## Trecho da página

ONU e EUA dão nova vida à maconha; Brasil elege morte por armas de fogo
A reclassificação da maconha no imaginário moral e na legislação avança pelo mundo. As Nações Unidas deram o passo mais recente na reforma de políticas de drogas, semana passada, quando sua Comissão sobre Drogas Narcóticas retirou a cânabis do Anexo 4 (Schedule IV) da convenção da ONU sobre a matéria.
A Convenção Única sobre Drogas Narcóticas data de 1961 e foi emendada pelo Protocolo de 1972 (há ainda uma Convenção sobre Drogas Psicotrópicas de 1971). O Anexo 4 relaciona as substâncias supostamente mais perigosas e causadoras de dependência, e manter a marijuana ali estava em franca contradição com a tendência liberalizante observada em várias partes do mundo –mas não no Brasil, claro.
Vários referendos e plebiscitos na eleição presidencial americana mudaram o status legal da maconha em alguns dos 50 estados. Agora são 38 deles em que o uso medicinal está autorizado e 16 em que se permite o uso recreativo adulto.
O último lance partiu da Câmara dos Deputados de lá, que retirou a planta da lei de substâncias controladas, em que figurava ao lado de cocaína e heroína, muito mais perigosas. Para que a descriminalização federal se efetive, há que aprovar a nova legislação no Senado ainda dominado por republicanos, o que parece improvável.
De certo modo mais surpreendente, vista do Brasil, foi a descriminalização de cogumelos psicodélicos Psilocybe em Oregon e Washington, DC. Isso embora as substâncias psicoativas dos fungos, psilocibina e psilocina, continuem nas listas de compostos proscritos.
As mudanças legais são impulsionadas pela pesquisa biomédica, que comprovam a cada dia benefícios terapêuticos tanto da maconha quanto de psicodélicos. No primeiro caso, para tratar várias condições, como certos tipos de epilepsia e efeitos adversos de quimioterapia.
No caso da psilocibina e de psicodélicos como DMT (presente na ayahuasca), ibogaína, LSD e MDMA (ecstasy), estão na mira transtornos mentais como depressão, estresse pós-traumático, anorexia, ansiedade, tabagismo, alcoolismo e outras formas de dependência química. Os estudos ainda são experimentais, mas cada vez mais perto de obter aprovação para uso medicinal, pelo menos os que se referem a psilocibina para depressão e MDMA para estresse pós-traumático.
Na Holanda, o micélio de fungos Psilocybe (aglomerado de filamentos da hifa que se espalham abaixo do cogumelo propriamente dito), conhecido como “trufas psicodélicas”, é vendido até em cafés, porque essa variante não está especificamente proibida e acaba tolerada. No Brasil, situação parecida faz com que cogumelos secos possam ser adquiridos pela internet (para não falar da ayahuasca, legalizada para uso religioso).

## Questões a resolver
**1)** Segundo o texto sobre a maconha, em quantos estados americanos o uso recreativo adulto da planta é permitido?
**2)** Transcreva do texto sobre a maconha o trecho que vai de "No caso da psilocibina" até "para estresse pós-traumático.".

Entradas extraídas de uma coleção:
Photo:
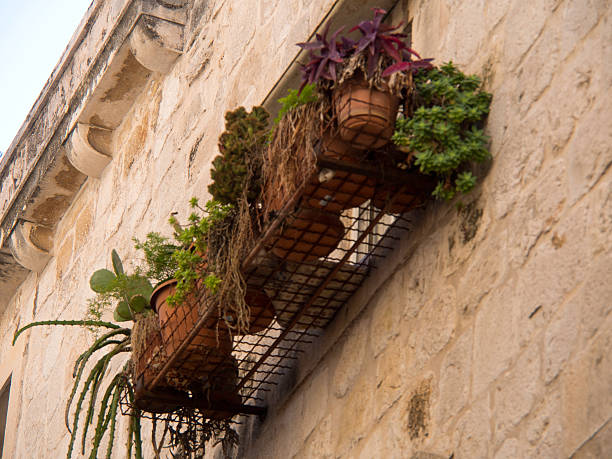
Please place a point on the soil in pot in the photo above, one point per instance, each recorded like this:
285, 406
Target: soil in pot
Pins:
219, 394
307, 235
337, 190
366, 116
211, 345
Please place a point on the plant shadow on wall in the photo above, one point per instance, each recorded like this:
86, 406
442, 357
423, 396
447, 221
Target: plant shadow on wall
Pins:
373, 126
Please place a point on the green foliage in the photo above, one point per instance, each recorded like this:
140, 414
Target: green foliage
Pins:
444, 132
239, 165
105, 348
191, 259
131, 292
295, 98
158, 252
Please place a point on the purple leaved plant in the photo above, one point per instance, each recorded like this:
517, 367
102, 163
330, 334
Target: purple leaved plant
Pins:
378, 41
325, 55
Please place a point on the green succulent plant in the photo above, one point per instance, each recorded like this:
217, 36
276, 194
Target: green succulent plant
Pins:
445, 133
132, 292
191, 258
239, 164
295, 98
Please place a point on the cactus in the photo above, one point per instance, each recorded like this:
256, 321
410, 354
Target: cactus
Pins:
239, 164
132, 291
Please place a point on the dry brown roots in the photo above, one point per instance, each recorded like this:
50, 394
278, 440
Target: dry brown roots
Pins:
290, 159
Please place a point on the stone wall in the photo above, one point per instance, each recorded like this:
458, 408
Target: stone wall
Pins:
484, 335
488, 335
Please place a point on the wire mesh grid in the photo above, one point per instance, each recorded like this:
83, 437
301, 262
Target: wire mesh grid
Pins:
312, 256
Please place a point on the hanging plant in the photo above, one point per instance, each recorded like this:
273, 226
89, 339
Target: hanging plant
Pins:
445, 133
237, 171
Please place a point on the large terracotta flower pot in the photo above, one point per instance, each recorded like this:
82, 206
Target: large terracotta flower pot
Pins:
207, 349
402, 203
366, 116
147, 359
307, 235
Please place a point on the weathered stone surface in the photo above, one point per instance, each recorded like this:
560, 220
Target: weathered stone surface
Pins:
516, 393
434, 327
386, 313
455, 378
495, 337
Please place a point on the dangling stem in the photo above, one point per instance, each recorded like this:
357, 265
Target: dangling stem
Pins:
98, 344
88, 323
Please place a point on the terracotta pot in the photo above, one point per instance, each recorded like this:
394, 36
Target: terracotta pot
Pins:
147, 359
366, 116
159, 400
206, 349
220, 392
338, 190
308, 235
261, 310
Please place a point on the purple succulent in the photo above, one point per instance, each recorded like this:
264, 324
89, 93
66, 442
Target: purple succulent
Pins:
377, 39
325, 55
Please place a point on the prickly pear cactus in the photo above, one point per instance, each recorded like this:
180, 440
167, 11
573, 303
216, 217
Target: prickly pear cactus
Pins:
239, 165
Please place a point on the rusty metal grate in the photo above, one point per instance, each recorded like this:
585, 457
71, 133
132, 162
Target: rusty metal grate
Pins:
310, 259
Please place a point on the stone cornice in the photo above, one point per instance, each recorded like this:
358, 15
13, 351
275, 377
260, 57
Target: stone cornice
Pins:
118, 46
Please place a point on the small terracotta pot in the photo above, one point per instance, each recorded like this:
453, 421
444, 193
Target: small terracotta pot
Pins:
148, 360
177, 322
366, 116
307, 235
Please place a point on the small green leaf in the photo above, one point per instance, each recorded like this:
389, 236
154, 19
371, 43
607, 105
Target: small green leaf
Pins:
123, 311
102, 281
138, 303
117, 265
139, 285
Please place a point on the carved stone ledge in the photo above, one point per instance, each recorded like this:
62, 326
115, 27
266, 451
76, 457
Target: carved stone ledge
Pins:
82, 154
30, 244
156, 43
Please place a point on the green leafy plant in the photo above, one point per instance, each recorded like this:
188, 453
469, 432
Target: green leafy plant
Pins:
237, 171
131, 292
191, 259
159, 256
295, 98
114, 342
445, 133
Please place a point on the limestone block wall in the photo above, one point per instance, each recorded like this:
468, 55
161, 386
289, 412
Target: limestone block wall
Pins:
163, 153
486, 334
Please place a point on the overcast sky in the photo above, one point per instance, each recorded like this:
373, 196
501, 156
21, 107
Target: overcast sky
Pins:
33, 36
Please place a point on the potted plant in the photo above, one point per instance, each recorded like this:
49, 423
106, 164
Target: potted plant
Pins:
445, 135
366, 77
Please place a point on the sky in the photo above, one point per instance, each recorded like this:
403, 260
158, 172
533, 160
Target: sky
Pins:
33, 36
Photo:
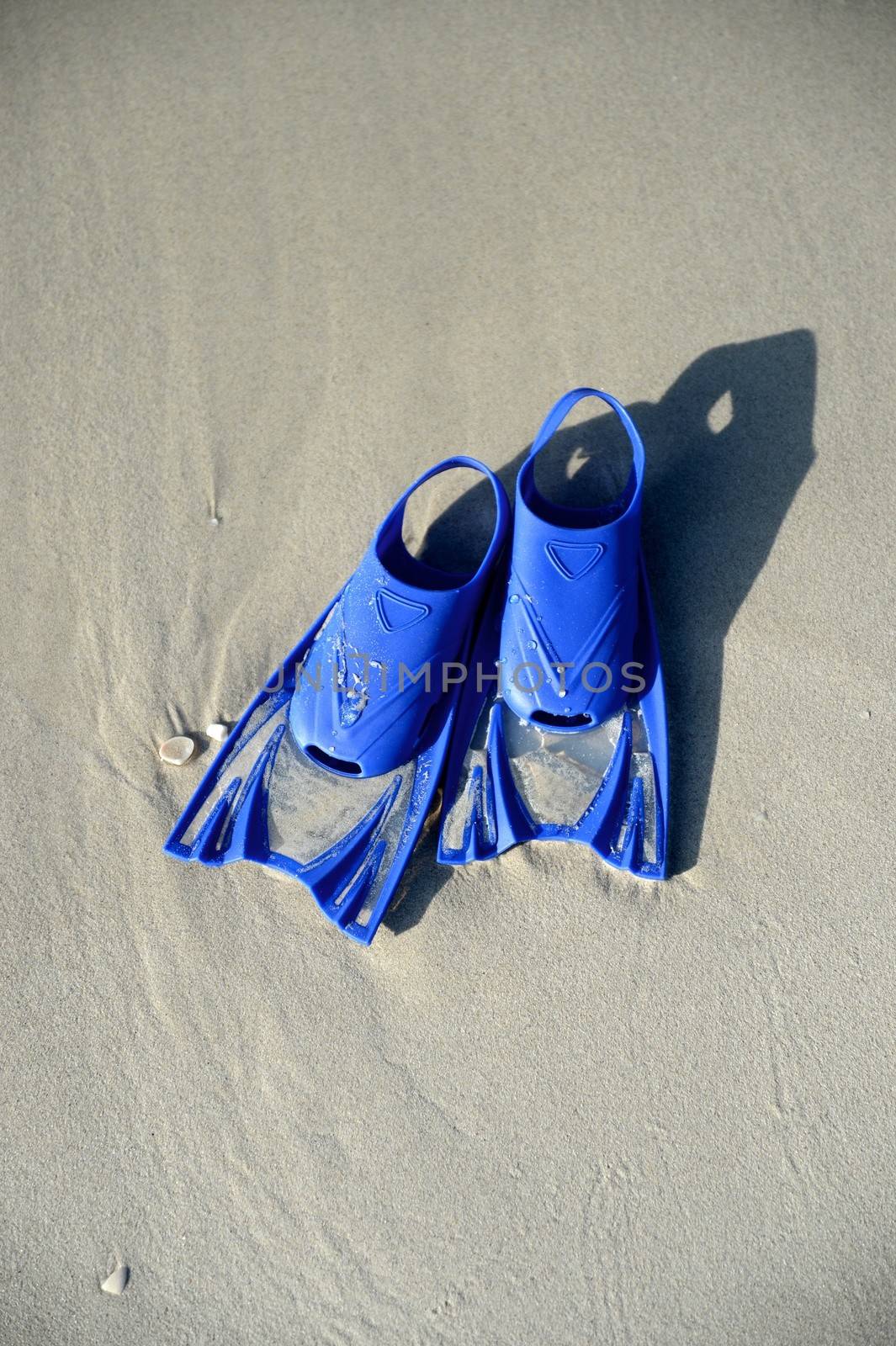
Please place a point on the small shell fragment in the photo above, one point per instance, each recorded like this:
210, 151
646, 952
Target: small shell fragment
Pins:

## Respostas por tarefa
**1)** Em 16 estados.

**2)**
No caso da psilocibina e de psicodélicos como DMT (presente na ayahuasca), ibogaína, LSD e MDMA (ecstasy), estão na mira transtornos mentais como depressão, estresse pós-traumático, anorexia, ansiedade, tabagismo, alcoolismo e outras formas de dependência química. Os estudos ainda são experimentais, mas cada vez mais perto de obter aprovação para uso medicinal, pelo menos os que se referem a psilocibina para depressão e MDMA para estresse pós-traumático.